● **Trecho do documento**
-*-*-
Seja pela apropriação cultural que tenta branqueá-las, seja pelas dinâmica do mito da democracia racial, essas religiões sempre despertaram a curiosidade e ganham cada vez mais espaço na sociedade. A princípio, dentro dos terreiros, todas as representações do ser humano são aceitas e tem seu espaço e, a beleza inegável dos cultos, envolvidos em mistérios até para quem atua diretamente no centro dessas religiões, não as deixam passar despercebidas diante do olhar da sociedade. Isso as torna alvo tanto do fascínio, quanto dos preconceitos e moralismos que fazem parte da nossa formação.

O Candomblé, que carrega escancaradamente a sabedoria despretensiosa da ancestralidade africana, atualmente tem em seu culto a adaptação que foi historicamente necessária, a alma brasileira, que embora mantenha muito do seu lugar de origem na sua expressão ritualística, assimilou muito bem as nuances da formação do nosso povo.

A Umbanda, considerada genuinamente nacional, embora sejam facilmente encontradas expressões religiosas muito parecidas em outros lugares da América Latina, tem o melhor das três representações religiosas atreladas às raças da base da formação do Brasil, quais sejam: o catolicismo cultuado pelos portugueses e condutor do violento sincretismo que se deu já no transporte dos cultos africanos para o Brasil, os orixás representantes da natureza cultuados pelos negros africanos e a pajelança cheia de atributos de cura e purificação espiritual trazidos pelo forte senso de ancestralidade dos indígenas (ou povos tradicionais). A Umbanda tem ainda um vínculo com os ensinamentos básicos do kardecismo ou espiritismo como era mais comumente chamado até o final do século passado, muito embora, encontramos na literatura do venerável Táta Tancredo, maior representatividade da Umbanda Omoloko, indícios muito coerentes que afirmam que a Umbanda também tem origem africana.

Nessa mistura mora a riqueza e a beleza dessa religião. Se em solo físico a democracia racial não acontece, no mundo espiritual que nos tangencia a experiência de encarnados, ela está presente pacificamente, pois as entidades da Umbanda bem como os exuberantes e comprometidos Orixás, tão solicitados pela fé que despertam nas pessoas através de seus passes calmos e acolhedores, não diferenciam as pessoas e rejeitam as normas sociais e rótulos segregacionistas que separam a humanidade por valores morais duvidosos e parciais, mais condizentes com a cultura católica (autoritária e inflexível) que traz na sua raiz, uma bipolaridade perigosa que estabelece o conceito de bem e mal de acordo com os padrões e crenças de seus sacerdotes e condutores espirituais.
-*-*-
● **Dados**
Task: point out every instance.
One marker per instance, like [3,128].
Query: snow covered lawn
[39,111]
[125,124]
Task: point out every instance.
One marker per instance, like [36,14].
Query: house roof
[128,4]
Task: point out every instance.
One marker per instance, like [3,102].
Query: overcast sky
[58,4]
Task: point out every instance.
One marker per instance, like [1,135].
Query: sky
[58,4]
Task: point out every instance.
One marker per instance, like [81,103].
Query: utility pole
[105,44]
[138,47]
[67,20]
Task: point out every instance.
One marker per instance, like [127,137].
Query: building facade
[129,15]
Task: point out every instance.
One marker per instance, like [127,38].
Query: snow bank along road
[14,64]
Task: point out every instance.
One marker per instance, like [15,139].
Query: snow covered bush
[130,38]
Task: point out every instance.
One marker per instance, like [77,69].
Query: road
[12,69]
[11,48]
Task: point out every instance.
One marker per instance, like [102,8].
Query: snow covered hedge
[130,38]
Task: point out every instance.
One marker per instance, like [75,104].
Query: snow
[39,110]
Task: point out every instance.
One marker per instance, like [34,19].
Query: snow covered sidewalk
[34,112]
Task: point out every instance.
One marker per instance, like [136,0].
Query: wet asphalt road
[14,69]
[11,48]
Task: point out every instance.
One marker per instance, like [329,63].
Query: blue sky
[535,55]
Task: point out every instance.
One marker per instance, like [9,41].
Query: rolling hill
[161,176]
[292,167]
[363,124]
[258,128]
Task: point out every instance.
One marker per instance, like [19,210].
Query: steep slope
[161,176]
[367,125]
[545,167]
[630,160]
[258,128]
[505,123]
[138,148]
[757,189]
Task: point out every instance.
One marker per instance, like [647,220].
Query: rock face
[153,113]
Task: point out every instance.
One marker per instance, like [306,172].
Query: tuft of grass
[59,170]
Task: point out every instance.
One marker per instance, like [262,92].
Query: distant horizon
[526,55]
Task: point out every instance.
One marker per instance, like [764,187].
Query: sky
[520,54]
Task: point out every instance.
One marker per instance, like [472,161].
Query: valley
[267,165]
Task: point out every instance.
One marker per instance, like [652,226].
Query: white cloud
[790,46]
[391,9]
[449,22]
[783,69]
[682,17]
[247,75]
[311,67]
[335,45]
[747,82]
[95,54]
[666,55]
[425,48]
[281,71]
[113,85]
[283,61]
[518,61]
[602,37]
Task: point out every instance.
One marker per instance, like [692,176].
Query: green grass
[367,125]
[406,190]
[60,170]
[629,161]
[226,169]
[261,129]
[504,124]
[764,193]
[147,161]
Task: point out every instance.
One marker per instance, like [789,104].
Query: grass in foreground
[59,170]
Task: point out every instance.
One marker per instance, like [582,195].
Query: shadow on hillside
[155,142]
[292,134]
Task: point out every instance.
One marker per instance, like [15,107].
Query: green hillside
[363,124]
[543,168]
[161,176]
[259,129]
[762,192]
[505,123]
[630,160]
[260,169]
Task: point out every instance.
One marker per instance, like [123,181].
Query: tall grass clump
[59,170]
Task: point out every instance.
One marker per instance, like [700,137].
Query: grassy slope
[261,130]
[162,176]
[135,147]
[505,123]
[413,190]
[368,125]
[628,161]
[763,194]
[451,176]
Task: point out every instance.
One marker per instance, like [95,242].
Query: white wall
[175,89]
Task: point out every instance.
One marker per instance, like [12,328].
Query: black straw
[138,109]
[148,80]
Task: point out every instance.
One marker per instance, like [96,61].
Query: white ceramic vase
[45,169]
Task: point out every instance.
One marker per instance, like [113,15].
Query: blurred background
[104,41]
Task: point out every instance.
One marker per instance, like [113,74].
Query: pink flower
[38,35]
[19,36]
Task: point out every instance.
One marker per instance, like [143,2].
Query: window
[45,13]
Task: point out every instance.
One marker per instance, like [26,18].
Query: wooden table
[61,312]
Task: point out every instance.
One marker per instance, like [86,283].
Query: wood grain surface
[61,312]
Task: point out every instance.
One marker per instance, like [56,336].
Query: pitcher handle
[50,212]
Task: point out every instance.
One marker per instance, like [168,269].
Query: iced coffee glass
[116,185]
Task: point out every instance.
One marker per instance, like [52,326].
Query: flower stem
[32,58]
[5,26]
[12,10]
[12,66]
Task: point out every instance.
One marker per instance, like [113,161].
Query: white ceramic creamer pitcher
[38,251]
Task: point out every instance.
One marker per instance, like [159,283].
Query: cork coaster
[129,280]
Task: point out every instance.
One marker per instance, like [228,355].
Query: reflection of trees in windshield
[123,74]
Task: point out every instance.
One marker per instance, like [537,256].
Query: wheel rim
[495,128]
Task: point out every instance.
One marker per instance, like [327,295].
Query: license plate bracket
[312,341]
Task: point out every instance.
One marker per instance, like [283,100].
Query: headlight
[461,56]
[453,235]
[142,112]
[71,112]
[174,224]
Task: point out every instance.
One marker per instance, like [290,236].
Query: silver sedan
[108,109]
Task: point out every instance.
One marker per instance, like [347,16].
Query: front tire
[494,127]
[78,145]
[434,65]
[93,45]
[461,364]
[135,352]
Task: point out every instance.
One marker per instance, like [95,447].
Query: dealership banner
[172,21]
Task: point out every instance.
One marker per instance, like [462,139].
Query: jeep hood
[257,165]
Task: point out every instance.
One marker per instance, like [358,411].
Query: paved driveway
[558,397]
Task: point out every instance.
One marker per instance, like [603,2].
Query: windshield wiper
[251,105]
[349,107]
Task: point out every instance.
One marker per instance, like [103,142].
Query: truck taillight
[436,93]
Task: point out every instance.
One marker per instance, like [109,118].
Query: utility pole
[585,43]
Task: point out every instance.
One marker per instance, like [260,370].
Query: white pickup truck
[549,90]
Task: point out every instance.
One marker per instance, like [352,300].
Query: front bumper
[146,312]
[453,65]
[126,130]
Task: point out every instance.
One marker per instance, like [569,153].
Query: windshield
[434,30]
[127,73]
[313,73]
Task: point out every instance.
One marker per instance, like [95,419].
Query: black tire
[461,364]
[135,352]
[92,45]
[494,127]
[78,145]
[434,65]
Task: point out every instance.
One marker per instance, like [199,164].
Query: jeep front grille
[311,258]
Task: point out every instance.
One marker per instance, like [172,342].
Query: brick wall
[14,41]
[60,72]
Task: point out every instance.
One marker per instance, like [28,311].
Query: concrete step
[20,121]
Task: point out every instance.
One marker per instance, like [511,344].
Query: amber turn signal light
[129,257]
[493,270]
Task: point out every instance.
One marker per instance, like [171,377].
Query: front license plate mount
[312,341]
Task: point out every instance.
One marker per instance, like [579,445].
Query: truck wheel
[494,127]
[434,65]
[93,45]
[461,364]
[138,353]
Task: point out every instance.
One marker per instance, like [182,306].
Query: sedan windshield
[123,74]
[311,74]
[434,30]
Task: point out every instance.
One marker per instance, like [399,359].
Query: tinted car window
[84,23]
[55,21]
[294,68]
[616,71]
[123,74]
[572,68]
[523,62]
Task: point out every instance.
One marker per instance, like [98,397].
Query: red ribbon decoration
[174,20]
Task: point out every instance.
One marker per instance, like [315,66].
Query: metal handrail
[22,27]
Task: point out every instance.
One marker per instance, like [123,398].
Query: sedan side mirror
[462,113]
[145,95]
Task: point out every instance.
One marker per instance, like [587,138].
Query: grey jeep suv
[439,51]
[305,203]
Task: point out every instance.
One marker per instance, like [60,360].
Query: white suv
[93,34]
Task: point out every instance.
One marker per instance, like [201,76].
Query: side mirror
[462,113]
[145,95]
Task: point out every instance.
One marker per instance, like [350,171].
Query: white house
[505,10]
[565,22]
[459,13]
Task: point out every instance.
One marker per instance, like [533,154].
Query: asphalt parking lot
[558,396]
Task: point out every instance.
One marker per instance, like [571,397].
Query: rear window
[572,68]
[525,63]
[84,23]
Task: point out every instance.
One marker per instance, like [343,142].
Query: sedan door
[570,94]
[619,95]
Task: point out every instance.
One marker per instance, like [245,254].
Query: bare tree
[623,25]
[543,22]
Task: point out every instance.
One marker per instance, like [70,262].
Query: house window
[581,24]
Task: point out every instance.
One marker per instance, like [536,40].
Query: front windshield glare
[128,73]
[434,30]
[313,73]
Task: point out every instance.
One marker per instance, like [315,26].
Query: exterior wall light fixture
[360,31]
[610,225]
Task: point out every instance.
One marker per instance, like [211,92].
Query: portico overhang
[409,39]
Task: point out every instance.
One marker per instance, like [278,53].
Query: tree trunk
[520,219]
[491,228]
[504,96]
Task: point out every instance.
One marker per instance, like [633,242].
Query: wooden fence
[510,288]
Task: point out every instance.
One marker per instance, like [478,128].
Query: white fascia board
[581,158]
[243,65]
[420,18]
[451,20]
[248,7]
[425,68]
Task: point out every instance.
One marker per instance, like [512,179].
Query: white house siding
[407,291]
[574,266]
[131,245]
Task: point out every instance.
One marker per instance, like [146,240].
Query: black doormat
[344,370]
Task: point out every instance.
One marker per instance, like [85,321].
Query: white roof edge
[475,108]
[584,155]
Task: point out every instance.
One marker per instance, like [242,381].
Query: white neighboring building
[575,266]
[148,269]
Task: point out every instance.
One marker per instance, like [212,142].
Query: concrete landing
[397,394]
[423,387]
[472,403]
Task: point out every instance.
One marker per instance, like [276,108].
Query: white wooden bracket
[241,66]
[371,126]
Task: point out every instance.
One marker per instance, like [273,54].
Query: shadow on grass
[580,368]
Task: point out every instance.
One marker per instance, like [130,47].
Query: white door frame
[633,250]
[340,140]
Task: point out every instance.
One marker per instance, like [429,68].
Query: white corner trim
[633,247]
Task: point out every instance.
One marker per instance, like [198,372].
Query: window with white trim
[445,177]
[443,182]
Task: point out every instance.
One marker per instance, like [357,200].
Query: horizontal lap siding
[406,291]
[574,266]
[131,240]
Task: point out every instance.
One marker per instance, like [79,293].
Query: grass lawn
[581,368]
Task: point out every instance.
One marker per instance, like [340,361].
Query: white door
-*-*-
● **O que fazer**
Traduza para o inglês a seguinte frase do trecho do documento sobre o Candomblé e a Umbanda: "Nessa mistura mora a riqueza e a beleza dessa religião."

● **Resultado do exercício**
In this mix lie the richness and the beauty of this religion.